## Instructions for the task
Express every line of the listing below as a JSON list of strings, one string per line, skipping blank lines. Leave the picture placeholders out of the result.

---------- Given entries

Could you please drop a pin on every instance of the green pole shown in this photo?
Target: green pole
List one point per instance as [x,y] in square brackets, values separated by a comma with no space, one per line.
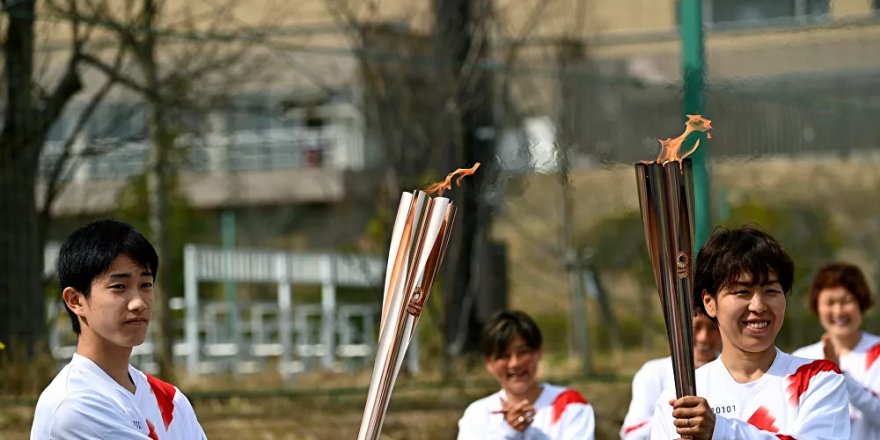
[693,77]
[227,227]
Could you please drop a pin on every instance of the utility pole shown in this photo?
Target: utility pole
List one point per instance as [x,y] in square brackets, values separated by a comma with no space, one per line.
[571,55]
[693,77]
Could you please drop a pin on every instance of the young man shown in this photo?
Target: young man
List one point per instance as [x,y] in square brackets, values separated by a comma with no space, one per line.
[523,408]
[106,271]
[753,390]
[655,375]
[840,296]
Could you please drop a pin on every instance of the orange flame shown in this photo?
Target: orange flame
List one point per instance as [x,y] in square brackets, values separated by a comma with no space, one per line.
[440,187]
[670,149]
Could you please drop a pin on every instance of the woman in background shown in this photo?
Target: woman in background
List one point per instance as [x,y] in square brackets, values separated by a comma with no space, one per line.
[840,296]
[523,408]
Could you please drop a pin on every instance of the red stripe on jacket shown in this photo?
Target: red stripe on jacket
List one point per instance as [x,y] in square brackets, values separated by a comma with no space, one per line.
[799,381]
[164,392]
[562,400]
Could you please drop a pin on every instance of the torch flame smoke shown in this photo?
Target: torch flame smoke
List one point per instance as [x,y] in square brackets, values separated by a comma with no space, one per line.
[670,148]
[440,187]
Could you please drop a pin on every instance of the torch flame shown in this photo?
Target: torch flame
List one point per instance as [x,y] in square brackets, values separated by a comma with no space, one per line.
[440,187]
[670,148]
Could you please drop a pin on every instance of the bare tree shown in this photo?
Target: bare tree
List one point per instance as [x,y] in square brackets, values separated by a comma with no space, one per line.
[28,113]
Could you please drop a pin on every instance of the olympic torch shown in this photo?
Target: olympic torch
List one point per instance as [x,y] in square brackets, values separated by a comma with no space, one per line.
[418,244]
[666,201]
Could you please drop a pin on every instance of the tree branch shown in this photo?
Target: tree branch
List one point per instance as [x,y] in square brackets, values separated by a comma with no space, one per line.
[116,75]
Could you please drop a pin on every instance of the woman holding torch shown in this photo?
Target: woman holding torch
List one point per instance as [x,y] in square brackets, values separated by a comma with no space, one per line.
[523,408]
[840,295]
[753,390]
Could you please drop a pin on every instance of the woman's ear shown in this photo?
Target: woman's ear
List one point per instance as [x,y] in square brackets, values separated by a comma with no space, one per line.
[74,300]
[709,304]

--------------------

## Answer to the exercise
[
  "Could you please drop a pin on every instance of the green pole shown in this photo?",
  "Target: green pole",
  "List one point per instance as [x,y] in square brackets, values separated by a comma with no space, one per line.",
  "[693,77]",
  "[227,227]",
  "Could you please drop a pin on every instance of the utility pole shown in this photo?",
  "Target: utility pole",
  "List one point per instance as [x,y] in square brackets, values separated by a comma with no space, one per line.",
  "[571,55]",
  "[693,77]",
  "Could you please drop a pin on every instance of the young man shown in this photo?",
  "Target: young man",
  "List one point per instance as [x,y] in square brackets, values separated by a comma with no space, one per line.",
  "[523,408]",
  "[106,271]",
  "[753,390]",
  "[655,375]",
  "[840,296]",
  "Could you please drop a pin on every instance of the orange flame shown in this photo?",
  "Target: orange flame",
  "List one point per instance as [x,y] in square brackets, values separated by a comma with no space, one per line.",
  "[440,187]",
  "[670,149]",
  "Could you please drop a pin on every instance of the woman in background shown in this photo?",
  "Target: woman in background",
  "List one point per instance as [x,y] in square brackets, values separated by a comma with no space, one per line.",
  "[840,296]",
  "[523,408]",
  "Could you please drop a pin on every instance of the red stripe on jacket shown in this photo?",
  "Target: red stripe on jacket",
  "List one point per instance as [x,y] in square brackets, values separated by a comma with no space, one per line.",
  "[799,381]",
  "[164,392]",
  "[562,400]",
  "Could you please drop a pin on every instance of the torch flame smoke shown in this photo?",
  "Target: torch flame smoke",
  "List one point per instance as [x,y] in square brackets, values separated by a comma with no space, one per line.",
  "[670,148]",
  "[440,187]",
  "Could you please drop a pin on every instance of the torch flame shown in this photo?",
  "Target: torch flame",
  "List one point per instance as [x,y] in square brackets, values separated by a comma with no space, one per line.",
  "[440,187]",
  "[670,148]",
  "Could you please drop a pin on every instance of the bare tree shown in this photo?",
  "Target: bare tree",
  "List one point per instance as [x,y] in square brackets, values separated by a comma with no space, one per line.",
  "[28,113]",
  "Could you please drop a pin on every instance of the olympic torch shown in this photo?",
  "Target: olympic torch",
  "List one point per instance as [x,y] in square brackets, values separated by a comma with no space, one per line.",
  "[418,244]",
  "[666,201]",
  "Could you please drop a pin on every instance of the tree branch shown in this photo?",
  "Target: tree branch",
  "List one point per instance as [x,y] in square brackets, values separated by a comma with no space, one per line.",
  "[116,75]",
  "Could you please drop a pin on every instance of the woman holding torch shown in this photo?",
  "Target: woman holding torch",
  "List one point per instance as [x,y] in square brackets, values separated by a comma with no space, one per line.",
  "[523,408]",
  "[840,295]",
  "[753,390]",
  "Could you please drop a pin on every instance of the woman's ear shown in this photo?",
  "Target: woman's ear",
  "List one point per instance as [x,y] in square brackets, values separated by a comma with no space, one per line.",
  "[74,300]",
  "[709,304]"
]